Directions for this task — Copy every line that contains the string "green" from the entries below.

[Dataset entries]
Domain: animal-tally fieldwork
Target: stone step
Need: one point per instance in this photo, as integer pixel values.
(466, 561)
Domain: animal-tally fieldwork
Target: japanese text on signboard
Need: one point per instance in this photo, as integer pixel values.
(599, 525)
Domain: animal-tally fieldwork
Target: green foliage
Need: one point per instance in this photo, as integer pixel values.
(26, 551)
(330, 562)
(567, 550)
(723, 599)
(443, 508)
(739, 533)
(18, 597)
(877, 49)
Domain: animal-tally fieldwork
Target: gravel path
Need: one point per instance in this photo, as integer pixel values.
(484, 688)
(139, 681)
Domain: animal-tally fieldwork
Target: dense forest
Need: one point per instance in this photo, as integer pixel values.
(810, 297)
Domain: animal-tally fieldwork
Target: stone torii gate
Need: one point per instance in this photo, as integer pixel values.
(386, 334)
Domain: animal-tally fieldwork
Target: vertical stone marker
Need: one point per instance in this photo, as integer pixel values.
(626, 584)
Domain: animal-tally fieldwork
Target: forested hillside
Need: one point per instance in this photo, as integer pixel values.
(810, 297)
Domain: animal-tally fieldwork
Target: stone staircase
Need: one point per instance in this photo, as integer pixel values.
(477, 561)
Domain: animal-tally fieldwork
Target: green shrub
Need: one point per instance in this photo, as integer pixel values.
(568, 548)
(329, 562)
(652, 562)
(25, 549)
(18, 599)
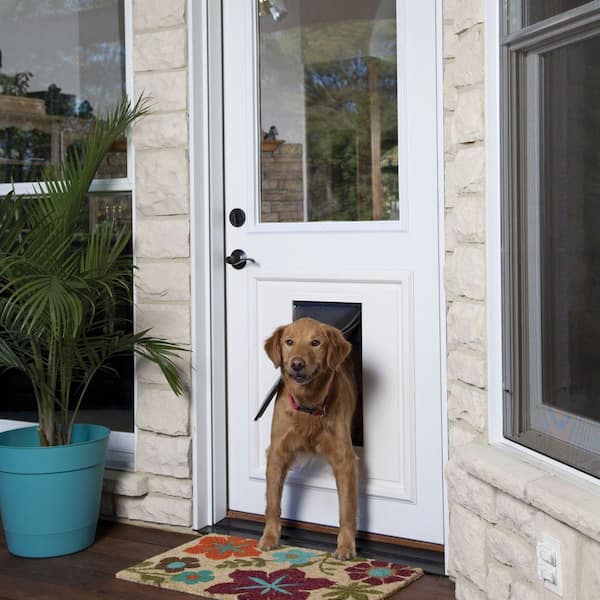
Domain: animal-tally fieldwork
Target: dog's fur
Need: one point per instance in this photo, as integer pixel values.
(324, 356)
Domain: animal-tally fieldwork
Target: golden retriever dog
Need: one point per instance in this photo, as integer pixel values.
(313, 413)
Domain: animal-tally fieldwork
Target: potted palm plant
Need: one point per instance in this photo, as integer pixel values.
(60, 290)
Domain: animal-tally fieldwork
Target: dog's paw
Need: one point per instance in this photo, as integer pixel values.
(268, 542)
(345, 552)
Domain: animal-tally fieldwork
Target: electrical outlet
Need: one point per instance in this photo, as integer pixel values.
(549, 563)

Exercise solution —
Target: green foliage
Target: green shrub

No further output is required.